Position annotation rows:

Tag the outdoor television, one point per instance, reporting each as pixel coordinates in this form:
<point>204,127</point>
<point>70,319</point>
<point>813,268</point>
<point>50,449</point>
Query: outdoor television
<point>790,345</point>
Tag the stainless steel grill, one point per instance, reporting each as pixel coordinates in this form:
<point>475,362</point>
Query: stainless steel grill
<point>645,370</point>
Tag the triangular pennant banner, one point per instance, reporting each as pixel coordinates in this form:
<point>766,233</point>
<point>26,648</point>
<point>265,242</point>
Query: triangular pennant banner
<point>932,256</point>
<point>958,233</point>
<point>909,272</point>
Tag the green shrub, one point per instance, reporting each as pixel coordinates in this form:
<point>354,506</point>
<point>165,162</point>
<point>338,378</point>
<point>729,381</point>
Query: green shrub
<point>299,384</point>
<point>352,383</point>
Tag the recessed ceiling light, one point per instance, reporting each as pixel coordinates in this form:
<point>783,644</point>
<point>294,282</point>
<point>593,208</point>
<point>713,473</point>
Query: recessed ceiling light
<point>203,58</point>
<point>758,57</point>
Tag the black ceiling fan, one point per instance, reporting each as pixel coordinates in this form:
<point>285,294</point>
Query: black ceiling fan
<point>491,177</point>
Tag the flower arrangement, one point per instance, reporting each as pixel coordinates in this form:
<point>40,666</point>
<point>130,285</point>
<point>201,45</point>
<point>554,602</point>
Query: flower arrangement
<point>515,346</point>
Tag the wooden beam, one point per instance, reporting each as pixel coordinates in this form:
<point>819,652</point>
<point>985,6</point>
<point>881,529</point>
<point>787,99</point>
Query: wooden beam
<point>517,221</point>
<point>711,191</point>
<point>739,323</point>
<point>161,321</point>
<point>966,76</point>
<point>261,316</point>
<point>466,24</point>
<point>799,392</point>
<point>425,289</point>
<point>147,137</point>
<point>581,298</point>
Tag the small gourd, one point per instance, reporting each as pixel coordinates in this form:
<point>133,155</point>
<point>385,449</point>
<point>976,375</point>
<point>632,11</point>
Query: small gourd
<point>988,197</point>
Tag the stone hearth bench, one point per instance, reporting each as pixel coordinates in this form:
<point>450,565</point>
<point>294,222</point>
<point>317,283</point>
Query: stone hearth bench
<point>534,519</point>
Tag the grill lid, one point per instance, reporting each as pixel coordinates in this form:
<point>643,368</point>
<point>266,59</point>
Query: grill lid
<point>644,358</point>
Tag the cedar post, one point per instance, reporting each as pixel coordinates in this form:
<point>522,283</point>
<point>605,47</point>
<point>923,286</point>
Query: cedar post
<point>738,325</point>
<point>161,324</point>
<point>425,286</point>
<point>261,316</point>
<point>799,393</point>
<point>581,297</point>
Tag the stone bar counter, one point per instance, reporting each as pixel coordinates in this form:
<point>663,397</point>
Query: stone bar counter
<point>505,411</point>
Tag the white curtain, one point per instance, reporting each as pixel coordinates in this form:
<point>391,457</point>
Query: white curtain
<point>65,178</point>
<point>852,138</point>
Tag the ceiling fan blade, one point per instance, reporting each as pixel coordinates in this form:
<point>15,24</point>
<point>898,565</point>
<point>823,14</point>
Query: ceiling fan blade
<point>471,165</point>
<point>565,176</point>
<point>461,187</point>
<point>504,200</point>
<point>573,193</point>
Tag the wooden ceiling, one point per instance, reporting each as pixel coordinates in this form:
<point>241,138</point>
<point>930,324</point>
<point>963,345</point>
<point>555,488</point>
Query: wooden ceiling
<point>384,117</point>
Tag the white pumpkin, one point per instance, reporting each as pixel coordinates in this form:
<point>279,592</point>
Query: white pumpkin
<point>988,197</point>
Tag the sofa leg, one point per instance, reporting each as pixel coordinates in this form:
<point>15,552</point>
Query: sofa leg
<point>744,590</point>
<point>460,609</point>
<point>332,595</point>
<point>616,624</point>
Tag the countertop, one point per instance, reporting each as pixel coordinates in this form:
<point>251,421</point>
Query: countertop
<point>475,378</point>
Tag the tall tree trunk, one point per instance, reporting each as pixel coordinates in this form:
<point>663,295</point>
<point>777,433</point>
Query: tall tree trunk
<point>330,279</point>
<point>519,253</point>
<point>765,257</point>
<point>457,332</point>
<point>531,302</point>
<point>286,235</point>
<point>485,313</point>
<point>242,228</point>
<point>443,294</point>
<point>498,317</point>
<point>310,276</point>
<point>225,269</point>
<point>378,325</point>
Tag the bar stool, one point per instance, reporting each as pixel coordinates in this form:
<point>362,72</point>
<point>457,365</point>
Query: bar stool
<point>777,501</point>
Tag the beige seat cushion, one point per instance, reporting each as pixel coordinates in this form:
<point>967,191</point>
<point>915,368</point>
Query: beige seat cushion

▶ **REQUIRED WORK**
Format every line of the rows above as a JSON list of strings, one string per line, and leave out blank lines.

▶ **EXERCISE SOLUTION**
[
  "Tag the outdoor television, one point per instance, reporting each as pixel coordinates in this form:",
  "<point>204,127</point>",
  "<point>70,319</point>",
  "<point>813,268</point>",
  "<point>50,449</point>",
  "Query: outdoor television",
  "<point>790,345</point>",
  "Tag the stainless steel grill, one point per instance, reporting each as pixel coordinates in this form:",
  "<point>475,362</point>",
  "Query: stainless steel grill",
  "<point>645,370</point>",
  "Tag the triangular pennant banner, one point per instance, reporting each as pixel coordinates in this form:",
  "<point>766,233</point>",
  "<point>26,648</point>",
  "<point>265,242</point>",
  "Query: triangular pennant banner",
  "<point>932,256</point>",
  "<point>958,233</point>",
  "<point>909,272</point>",
  "Tag the green shrub, one point per instance, reporting each as pixel coordinates in this form:",
  "<point>354,506</point>",
  "<point>165,162</point>",
  "<point>338,378</point>",
  "<point>729,381</point>",
  "Query: green shrub",
  "<point>299,384</point>",
  "<point>352,383</point>",
  "Tag the recessed ceiling light, one point per instance, reporting each as pixel coordinates in this form:",
  "<point>783,644</point>",
  "<point>294,282</point>",
  "<point>593,208</point>",
  "<point>713,473</point>",
  "Query: recessed ceiling light",
  "<point>203,58</point>",
  "<point>758,57</point>",
  "Tag the black ceiling fan, one point per instance, reporting each as pixel coordinates in this form:",
  "<point>285,294</point>",
  "Query: black ceiling fan",
  "<point>491,177</point>",
  "Tag the flower arrangement, one point per instance, reporting each as pixel coordinates in this form:",
  "<point>40,666</point>",
  "<point>130,285</point>",
  "<point>201,45</point>",
  "<point>554,602</point>",
  "Query: flower arrangement",
  "<point>515,346</point>",
  "Tag the wooden beam, one point per instance, reporting each as pixel coordinates in this form:",
  "<point>819,652</point>",
  "<point>985,6</point>",
  "<point>881,529</point>",
  "<point>787,99</point>",
  "Query: wooden beam",
  "<point>517,221</point>",
  "<point>711,191</point>",
  "<point>739,323</point>",
  "<point>161,321</point>",
  "<point>966,76</point>",
  "<point>261,316</point>",
  "<point>466,24</point>",
  "<point>799,392</point>",
  "<point>425,289</point>",
  "<point>147,137</point>",
  "<point>581,298</point>",
  "Tag the small gourd, one point per instance, reporting each as pixel coordinates in this form:",
  "<point>133,155</point>",
  "<point>385,449</point>",
  "<point>976,375</point>",
  "<point>632,11</point>",
  "Query: small gourd",
  "<point>988,197</point>",
  "Tag the stone hearth bench, one point per instance, reporting each as pixel coordinates in this form:",
  "<point>450,565</point>",
  "<point>294,222</point>",
  "<point>317,283</point>",
  "Query: stone hearth bench",
  "<point>534,519</point>",
  "Tag the grill lid, one point per instance, reporting each as pixel coordinates in this form:",
  "<point>643,368</point>",
  "<point>266,59</point>",
  "Query: grill lid",
  "<point>644,358</point>",
  "Tag the cedar post, one point per instance, reporting each as pixel coordinates in this form:",
  "<point>522,283</point>",
  "<point>605,47</point>",
  "<point>923,286</point>",
  "Query: cedar post",
  "<point>738,325</point>",
  "<point>161,324</point>",
  "<point>425,286</point>",
  "<point>261,316</point>",
  "<point>799,393</point>",
  "<point>581,297</point>",
  "Tag the stone bar counter, one point per instance, reporting each as pixel coordinates in this form:",
  "<point>663,397</point>",
  "Query: stone bar counter",
  "<point>505,411</point>",
  "Tag the white curtain, one point per instance, reporting each as pixel coordinates in this form:",
  "<point>391,457</point>",
  "Query: white curtain",
  "<point>65,178</point>",
  "<point>852,138</point>",
  "Tag the ceiling fan blade, one point per instance, reporting each as pixel coordinates in this form:",
  "<point>15,24</point>",
  "<point>898,565</point>",
  "<point>823,14</point>",
  "Query: ceiling fan blade",
  "<point>471,165</point>",
  "<point>565,176</point>",
  "<point>461,187</point>",
  "<point>504,200</point>",
  "<point>573,193</point>",
  "Tag the wooden ceiling, one point per instance, reporting each as pixel coordinates in this form:",
  "<point>241,138</point>",
  "<point>930,324</point>",
  "<point>963,345</point>",
  "<point>555,488</point>",
  "Query: wooden ceiling",
  "<point>384,117</point>",
  "Tag the white pumpkin, one point per instance, reporting each as pixel coordinates in this form:",
  "<point>279,592</point>",
  "Query: white pumpkin",
  "<point>988,197</point>",
  "Tag the sofa leg, one point per instance, reporting each as pixel coordinates in this form:",
  "<point>15,552</point>",
  "Query: sofa leg",
  "<point>744,590</point>",
  "<point>460,609</point>",
  "<point>332,595</point>",
  "<point>616,624</point>",
  "Tag the countertop, one point per instance, reporting each as pixel coordinates in this form:",
  "<point>251,421</point>",
  "Query: countertop",
  "<point>475,378</point>",
  "Tag the tall tree trunk, one point per instance, reporting each as pixel coordinates in this form:",
  "<point>663,295</point>",
  "<point>777,433</point>",
  "Query: tall tree trunk",
  "<point>330,279</point>",
  "<point>519,253</point>",
  "<point>765,257</point>",
  "<point>457,332</point>",
  "<point>531,302</point>",
  "<point>286,235</point>",
  "<point>485,313</point>",
  "<point>242,228</point>",
  "<point>443,294</point>",
  "<point>498,317</point>",
  "<point>310,276</point>",
  "<point>225,269</point>",
  "<point>378,325</point>",
  "Tag the bar stool, one point per instance, reporting each as pixel coordinates in this form:",
  "<point>362,72</point>",
  "<point>457,365</point>",
  "Query: bar stool",
  "<point>777,501</point>",
  "Tag the beige seat cushion, one point per instance, reporting each as pixel coordinates in this form:",
  "<point>967,191</point>",
  "<point>915,368</point>",
  "Query: beige seat cushion"
]